### TEXT SHOWN
┌────────

I have no idea what you are talking about  :tongue:


----------



## BrownieM (Aug 30, 2010)

danemama08 said:


> If I adopted a GDV prone dog that was already spayed or neutered I'd have the pexy done regardless. While there are risks to putting dogs under anesthesia, I think the bigger risk is leaving a GDV prone dog un-pexied. JUst make sure you do all the necessary precautions for surgery to lessen the chances of complications.
> 
> 
> 
> ...



I think that our different views have to do largely with the fact that you own a Dane and have spent time around so many Danes in rescue. Bloat does occur in standard poodles, but it just doesn't occur enough for me to say that someone with a standard poodle should absolutely, undoubtedly tack their poodle. With a standard poodle, IMO, it truly depends on the individual dog, and it is worth considering both sides as well as consulting a vet and possibly the breeder.

ETA: I am not against preventative gastropexy in the least. I just think its important to consider the individual dog, environmental factors, familial factors, consult veterinarians and even the breeder before deciding whether or not tacking is appropriate in the given case. I very well may or may not decide to tack Millie as she continues to mature. I also may or may not tack my standard poodle puppy I plan on purchasing in the next 2 years :wink:. The only time I think that gastropexy should absolutely NOT be done is if the dog being used for breeding/for stud. IMO, gastropexy on this dog/bitch would prevent one from knowing if the dog was passing a predisposition of bloat to puppies.


----------



## DaneMama (Jun 27, 2008)

└────────

### DATA RECORDS
┌────────

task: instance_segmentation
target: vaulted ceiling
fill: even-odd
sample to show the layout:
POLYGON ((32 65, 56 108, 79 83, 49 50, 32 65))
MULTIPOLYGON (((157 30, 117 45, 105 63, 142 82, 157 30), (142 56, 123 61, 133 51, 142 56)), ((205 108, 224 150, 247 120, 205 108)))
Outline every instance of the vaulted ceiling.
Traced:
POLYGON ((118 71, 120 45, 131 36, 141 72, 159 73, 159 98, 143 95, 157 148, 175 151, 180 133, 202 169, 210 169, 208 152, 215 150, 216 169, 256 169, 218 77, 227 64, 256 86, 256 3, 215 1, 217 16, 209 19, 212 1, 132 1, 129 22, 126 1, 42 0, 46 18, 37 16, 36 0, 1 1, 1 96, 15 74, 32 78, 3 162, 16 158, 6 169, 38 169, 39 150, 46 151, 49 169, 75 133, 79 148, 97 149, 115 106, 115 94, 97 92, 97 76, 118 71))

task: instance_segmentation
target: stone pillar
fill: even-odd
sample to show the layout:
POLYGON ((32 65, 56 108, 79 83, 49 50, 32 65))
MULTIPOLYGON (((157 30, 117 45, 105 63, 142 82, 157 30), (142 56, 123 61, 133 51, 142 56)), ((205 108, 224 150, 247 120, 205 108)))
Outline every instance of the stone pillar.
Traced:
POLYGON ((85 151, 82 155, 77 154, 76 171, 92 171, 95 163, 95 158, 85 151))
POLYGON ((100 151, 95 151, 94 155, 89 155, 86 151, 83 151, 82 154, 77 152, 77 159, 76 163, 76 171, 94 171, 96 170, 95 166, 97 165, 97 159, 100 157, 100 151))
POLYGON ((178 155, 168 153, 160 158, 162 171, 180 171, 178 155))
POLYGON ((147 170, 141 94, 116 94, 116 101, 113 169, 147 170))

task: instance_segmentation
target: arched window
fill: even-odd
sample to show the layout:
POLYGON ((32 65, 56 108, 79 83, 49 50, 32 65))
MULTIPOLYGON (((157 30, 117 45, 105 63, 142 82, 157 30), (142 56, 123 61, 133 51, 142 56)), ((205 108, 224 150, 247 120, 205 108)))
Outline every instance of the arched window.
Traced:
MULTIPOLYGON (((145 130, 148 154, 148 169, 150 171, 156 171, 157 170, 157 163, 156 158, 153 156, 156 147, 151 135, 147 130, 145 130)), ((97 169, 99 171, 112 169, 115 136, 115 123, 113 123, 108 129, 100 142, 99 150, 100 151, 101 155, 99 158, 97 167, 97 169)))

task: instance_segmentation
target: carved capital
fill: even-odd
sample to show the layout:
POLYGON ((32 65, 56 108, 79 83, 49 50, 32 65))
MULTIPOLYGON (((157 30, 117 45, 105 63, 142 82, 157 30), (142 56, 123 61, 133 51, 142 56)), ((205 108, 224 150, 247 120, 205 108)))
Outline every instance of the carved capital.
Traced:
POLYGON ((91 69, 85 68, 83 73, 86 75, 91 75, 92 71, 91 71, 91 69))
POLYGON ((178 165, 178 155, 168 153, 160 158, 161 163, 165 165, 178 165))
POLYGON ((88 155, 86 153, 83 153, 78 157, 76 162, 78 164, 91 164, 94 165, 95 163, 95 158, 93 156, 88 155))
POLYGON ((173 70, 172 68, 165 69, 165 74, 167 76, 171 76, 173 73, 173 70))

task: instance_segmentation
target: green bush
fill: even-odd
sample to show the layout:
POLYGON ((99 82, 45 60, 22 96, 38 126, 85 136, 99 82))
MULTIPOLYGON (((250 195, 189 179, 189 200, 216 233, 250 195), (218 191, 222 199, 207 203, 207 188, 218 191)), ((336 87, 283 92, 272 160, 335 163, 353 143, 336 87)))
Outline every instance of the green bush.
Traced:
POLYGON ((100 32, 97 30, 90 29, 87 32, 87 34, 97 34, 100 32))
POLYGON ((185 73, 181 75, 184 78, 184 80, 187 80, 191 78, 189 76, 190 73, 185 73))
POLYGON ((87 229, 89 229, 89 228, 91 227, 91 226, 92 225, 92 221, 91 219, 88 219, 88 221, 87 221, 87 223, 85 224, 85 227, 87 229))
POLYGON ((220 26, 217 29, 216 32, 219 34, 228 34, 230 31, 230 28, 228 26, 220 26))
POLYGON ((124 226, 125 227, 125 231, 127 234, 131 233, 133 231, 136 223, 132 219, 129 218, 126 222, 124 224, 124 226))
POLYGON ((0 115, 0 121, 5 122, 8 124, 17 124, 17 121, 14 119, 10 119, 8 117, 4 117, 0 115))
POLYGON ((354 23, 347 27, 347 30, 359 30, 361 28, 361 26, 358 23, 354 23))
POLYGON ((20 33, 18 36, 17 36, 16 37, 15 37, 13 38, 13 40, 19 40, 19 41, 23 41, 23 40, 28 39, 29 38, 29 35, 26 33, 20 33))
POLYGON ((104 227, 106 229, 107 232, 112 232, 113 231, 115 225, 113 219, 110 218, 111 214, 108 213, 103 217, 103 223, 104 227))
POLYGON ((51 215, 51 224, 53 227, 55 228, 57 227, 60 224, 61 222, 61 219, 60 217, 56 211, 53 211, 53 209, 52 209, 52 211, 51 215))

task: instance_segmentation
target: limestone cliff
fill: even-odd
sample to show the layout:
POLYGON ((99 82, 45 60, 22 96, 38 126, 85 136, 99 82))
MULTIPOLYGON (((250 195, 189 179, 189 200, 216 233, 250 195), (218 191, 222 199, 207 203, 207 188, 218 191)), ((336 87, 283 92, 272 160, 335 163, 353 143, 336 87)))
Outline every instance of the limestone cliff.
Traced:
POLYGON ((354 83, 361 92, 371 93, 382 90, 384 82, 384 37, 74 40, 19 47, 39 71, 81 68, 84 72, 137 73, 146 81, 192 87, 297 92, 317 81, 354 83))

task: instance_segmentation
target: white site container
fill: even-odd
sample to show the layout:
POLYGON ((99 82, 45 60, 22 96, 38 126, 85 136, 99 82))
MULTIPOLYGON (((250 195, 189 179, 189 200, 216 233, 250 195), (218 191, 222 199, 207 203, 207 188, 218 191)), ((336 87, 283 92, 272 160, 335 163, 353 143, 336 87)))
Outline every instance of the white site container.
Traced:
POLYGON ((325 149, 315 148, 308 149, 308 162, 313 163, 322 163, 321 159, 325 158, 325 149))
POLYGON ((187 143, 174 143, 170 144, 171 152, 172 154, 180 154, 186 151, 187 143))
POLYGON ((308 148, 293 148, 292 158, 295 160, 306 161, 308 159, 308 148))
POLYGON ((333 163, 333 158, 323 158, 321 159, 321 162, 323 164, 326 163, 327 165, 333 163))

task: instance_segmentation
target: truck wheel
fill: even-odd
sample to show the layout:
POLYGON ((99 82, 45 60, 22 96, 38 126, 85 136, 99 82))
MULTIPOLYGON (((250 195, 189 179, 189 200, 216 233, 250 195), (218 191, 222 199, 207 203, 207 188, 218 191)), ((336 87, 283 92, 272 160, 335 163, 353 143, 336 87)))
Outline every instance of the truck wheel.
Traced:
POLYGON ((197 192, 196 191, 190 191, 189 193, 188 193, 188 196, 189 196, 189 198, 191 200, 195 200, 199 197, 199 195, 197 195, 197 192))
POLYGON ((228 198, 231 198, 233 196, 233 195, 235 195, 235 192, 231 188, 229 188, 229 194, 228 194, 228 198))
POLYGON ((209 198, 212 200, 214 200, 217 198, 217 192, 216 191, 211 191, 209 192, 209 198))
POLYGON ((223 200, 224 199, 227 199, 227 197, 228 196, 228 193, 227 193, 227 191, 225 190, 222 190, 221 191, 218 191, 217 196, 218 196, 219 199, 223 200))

└────────

### YOUR TASKS
1. In the gastropexy discussion, list the factors and sources that BrownieM says should be considered or consulted before deciding whether tacking is appropriate.
2. Summarize the gastropexy discussion in two sentences.
3. According to the gastropexy discussion, why does BrownieM think gastropexy should not be done on a dog used for breeding?

### SOLUTIONS BELOW
1.
- The individual dog
- Environmental factors
- Familial factors
- Veterinarians
- The breeder

2. danemama08 would have a pexy done on any already spayed or neutered GDV-prone dog they adopted, since leaving such a dog un-pexied seems a bigger risk than anesthesia. BrownieM replies that bloat does not occur often enough in standard poodles to make tacking a must, so the choice should depend on the individual dog and on advice from vets and the breeder, though gastropexy should not be done on a dog used for breeding.

3. It would prevent one from knowing whether the dog was passing a predisposition to bloat to its puppies.